### [WORK ORDER]
A word-for-word transcription of every record is needed.

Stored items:
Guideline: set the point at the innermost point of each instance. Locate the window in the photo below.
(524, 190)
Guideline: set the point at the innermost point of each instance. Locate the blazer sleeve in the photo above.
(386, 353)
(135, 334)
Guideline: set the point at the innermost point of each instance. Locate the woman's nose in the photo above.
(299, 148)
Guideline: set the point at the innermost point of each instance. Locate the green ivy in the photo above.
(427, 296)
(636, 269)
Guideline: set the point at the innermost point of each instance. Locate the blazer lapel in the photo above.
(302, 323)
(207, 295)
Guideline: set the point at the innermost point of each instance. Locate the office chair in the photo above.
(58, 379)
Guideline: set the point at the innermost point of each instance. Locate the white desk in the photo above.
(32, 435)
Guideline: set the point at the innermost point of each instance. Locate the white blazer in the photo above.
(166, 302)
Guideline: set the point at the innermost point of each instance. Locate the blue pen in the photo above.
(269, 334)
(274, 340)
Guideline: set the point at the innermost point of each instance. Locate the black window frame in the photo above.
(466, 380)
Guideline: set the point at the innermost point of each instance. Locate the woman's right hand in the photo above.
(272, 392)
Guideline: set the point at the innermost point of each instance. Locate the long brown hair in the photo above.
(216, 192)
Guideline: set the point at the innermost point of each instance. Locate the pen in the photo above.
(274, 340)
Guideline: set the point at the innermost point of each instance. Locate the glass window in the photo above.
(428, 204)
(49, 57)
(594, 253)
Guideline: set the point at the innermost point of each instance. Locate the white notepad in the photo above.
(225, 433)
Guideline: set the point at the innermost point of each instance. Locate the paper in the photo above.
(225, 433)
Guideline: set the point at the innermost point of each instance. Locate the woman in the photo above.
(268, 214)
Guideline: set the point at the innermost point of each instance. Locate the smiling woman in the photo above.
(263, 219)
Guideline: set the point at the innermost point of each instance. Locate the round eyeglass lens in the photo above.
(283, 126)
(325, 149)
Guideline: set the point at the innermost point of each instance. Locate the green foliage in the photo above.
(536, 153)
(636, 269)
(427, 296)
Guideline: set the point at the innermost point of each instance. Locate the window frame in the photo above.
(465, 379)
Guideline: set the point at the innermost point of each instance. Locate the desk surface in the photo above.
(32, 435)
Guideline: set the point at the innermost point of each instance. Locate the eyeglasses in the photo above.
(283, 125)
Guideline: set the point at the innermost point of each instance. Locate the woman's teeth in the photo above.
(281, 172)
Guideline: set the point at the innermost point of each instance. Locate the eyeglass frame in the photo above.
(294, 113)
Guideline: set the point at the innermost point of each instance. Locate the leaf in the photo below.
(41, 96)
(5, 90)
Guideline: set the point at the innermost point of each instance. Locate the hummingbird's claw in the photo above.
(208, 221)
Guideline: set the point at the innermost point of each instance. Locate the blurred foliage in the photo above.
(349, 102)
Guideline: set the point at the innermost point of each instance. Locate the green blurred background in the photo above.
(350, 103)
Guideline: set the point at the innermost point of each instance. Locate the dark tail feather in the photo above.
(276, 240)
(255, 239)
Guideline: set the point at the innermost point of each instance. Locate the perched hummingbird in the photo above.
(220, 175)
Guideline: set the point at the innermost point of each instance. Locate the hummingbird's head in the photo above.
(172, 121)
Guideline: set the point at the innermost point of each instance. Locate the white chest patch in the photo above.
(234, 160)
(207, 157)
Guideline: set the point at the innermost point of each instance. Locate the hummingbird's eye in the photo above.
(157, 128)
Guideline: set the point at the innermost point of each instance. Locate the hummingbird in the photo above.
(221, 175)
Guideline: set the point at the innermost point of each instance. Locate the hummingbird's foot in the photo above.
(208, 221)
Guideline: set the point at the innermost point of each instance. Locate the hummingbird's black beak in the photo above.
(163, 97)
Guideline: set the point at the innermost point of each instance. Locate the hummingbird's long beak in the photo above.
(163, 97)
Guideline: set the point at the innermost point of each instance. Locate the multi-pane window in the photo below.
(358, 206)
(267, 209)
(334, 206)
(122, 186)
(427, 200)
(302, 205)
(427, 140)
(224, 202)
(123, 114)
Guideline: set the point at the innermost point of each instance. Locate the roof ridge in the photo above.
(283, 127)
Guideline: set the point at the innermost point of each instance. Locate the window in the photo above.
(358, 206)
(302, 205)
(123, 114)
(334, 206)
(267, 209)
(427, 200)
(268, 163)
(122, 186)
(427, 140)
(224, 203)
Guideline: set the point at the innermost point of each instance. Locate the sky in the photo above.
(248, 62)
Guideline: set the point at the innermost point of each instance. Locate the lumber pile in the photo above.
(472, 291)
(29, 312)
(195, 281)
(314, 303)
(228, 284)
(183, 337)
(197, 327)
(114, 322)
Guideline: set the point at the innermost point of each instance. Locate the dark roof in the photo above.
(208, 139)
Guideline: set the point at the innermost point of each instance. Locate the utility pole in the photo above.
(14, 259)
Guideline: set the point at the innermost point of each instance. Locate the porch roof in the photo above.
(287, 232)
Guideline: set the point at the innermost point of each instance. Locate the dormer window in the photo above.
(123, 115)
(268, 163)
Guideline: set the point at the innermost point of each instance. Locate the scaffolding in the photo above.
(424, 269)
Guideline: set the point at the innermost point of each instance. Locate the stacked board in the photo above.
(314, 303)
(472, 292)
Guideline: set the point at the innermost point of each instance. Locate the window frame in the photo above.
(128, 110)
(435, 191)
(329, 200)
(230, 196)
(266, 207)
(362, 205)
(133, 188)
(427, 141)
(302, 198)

### [EXERCISE OUTPUT]
Guideline: set the point at the innermost point of each instance. Locate the window in the photo below.
(524, 190)
Guideline: set the point at the innermost point of each instance. Locate the blazer sleeve in the photo above.
(386, 353)
(135, 334)
Guideline: set the point at the innermost point of each instance. Locate the woman's nose in the photo above.
(299, 148)
Guideline: set the point at the innermost point of each instance. Locate the green ivy in the photo above.
(427, 296)
(636, 269)
Guideline: set the point at the innermost point of each instance. Locate the blazer lapel in the photo above.
(302, 323)
(207, 295)
Guideline: set the point at the innermost point of each instance. Locate the office chair in the photo above.
(58, 379)
Guideline: set the point at the innermost point of each instance. Locate the white desk in the photo above.
(32, 435)
Guideline: set the point at the innermost point of each instance. Locate the white blazer in the photo above.
(166, 302)
Guideline: set the point at the innermost point of each instance. Locate the blue pen in the photo above.
(269, 334)
(274, 340)
Guideline: set the point at the innermost point of each instance. Locate the black window frame in the photo above.
(466, 380)
Guideline: set the point at the innermost point of each instance. Locate the woman's right hand in the photo above.
(272, 392)
Guideline: set the point at the innermost point of each instance. Locate the long brown hair in the photo above.
(216, 192)
Guideline: set the point at the innermost point of each instance. Locate the pen in the photo above.
(274, 340)
Guideline: set the point at the innermost point of each instance. Locate the glass window in the photo above.
(428, 204)
(49, 57)
(594, 253)
Guideline: set the point at the innermost point of each instance. Locate the white notepad in the photo above.
(225, 433)
Guideline: set the point at the innermost point of each instance. Locate the paper in the photo above.
(225, 433)
Guideline: set the point at the innermost point of each instance. Locate the woman in the photo above.
(268, 214)
Guideline: set the point at the innermost point of each instance. Locate the smiling woman in the photo above.
(263, 219)
Guideline: set the point at the innermost point of each instance. Locate the round eyeglass lens in the photo above.
(283, 126)
(325, 149)
Guideline: set the point at the innermost point of each instance. Locate the green foliage in the photo above.
(536, 153)
(636, 269)
(427, 296)
Guideline: set the point at the innermost point of each instance. Locate the window frame in the photo above.
(465, 379)
Guideline: set the point at the innermost point of each instance. Locate the desk surface in the photo above.
(32, 435)
Guideline: set the point at the innermost point of each instance. Locate the eyeglasses in the photo above.
(283, 125)
Guideline: set the point at the innermost point of each instance. Locate the woman's teeth in the photo above.
(281, 172)
Guideline: set the point at the innermost point of each instance. Locate the eyeglass frame in the photo above.
(294, 113)
Guideline: set the point at the innermost point of each instance. Locate the leaf in the photo below.
(41, 96)
(5, 90)
Guideline: set the point at the innermost point of each instance. Locate the hummingbird's claw in the photo above.
(208, 221)
Guideline: set the point at the innermost point of each instance. Locate the blurred foliage in the photo above.
(349, 102)
Guideline: set the point at the innermost point of each instance. Locate the green blurred background in the photo above.
(350, 103)
Guideline: set the point at the innermost point of each instance. Locate the dark tail feather in the photo above.
(276, 240)
(255, 239)
Guideline: set the point at the innermost point of each instance. Locate the perched hummingbird in the photo above.
(220, 175)
Guideline: set the point at the innermost point of each instance. Locate the hummingbird's head in the photo above.
(172, 121)
Guideline: set the point at the innermost point of each instance. Locate the white chest patch in the photo above.
(234, 160)
(207, 157)
Guideline: set the point at the innermost point of each instance. Locate the hummingbird's eye in the photo above.
(157, 128)
Guideline: set the point at the innermost point of each instance. Locate the hummingbird in the photo above.
(221, 175)
Guideline: set the point at the innermost point of each instance. Locate the hummingbird's foot in the photo above.
(208, 221)
Guideline: set the point at the innermost point of each instance. Locate the hummingbird's black beak in the photo above.
(163, 97)
Guideline: set the point at the innermost point of each instance. Locate the hummingbird's long beak in the photo above.
(163, 97)
Guideline: set the point at the innermost point of each instance. Locate the multi-pane window in the photo below.
(358, 206)
(267, 209)
(334, 206)
(122, 186)
(427, 200)
(302, 205)
(427, 140)
(224, 202)
(123, 114)
Guideline: set the point at the innermost point of each instance. Locate the roof ridge in the photo above.
(283, 127)
Guideline: set the point at the innermost point of each instance. Locate the window in the photo above.
(358, 206)
(302, 205)
(123, 114)
(334, 206)
(267, 209)
(427, 200)
(268, 163)
(122, 186)
(427, 140)
(224, 203)
Guideline: set the point at the innermost point of each instance. Locate the sky in the photo above.
(248, 62)
Guideline: set the point at the innermost point of each instance. Locate the lumber pile in the photo above.
(472, 291)
(29, 312)
(195, 281)
(314, 303)
(228, 284)
(183, 337)
(197, 327)
(114, 322)
Guideline: set the point at the innermost point of each instance. Locate the dark roof in the photo above.
(208, 139)
Guideline: set the point at the innermost point of each instance. Locate the utility pole in the photo above.
(14, 259)
Guideline: set the point at the innermost point of each instance. Locate the porch roof in the photo above.
(287, 232)
Guideline: set the point at the innermost point of each instance. Locate the dormer window in the photo above.
(123, 115)
(268, 163)
Guideline: set the point at the innermost point of each instance. Locate the scaffolding in the photo above.
(424, 269)
Guideline: set the point at the innermost point of each instance. Locate the stacked board in the photo above.
(314, 303)
(472, 292)
Guideline: set the point at the innermost point of each instance. Locate the window frame in the photo above.
(128, 110)
(435, 191)
(329, 200)
(230, 196)
(266, 207)
(362, 205)
(133, 188)
(427, 141)
(302, 198)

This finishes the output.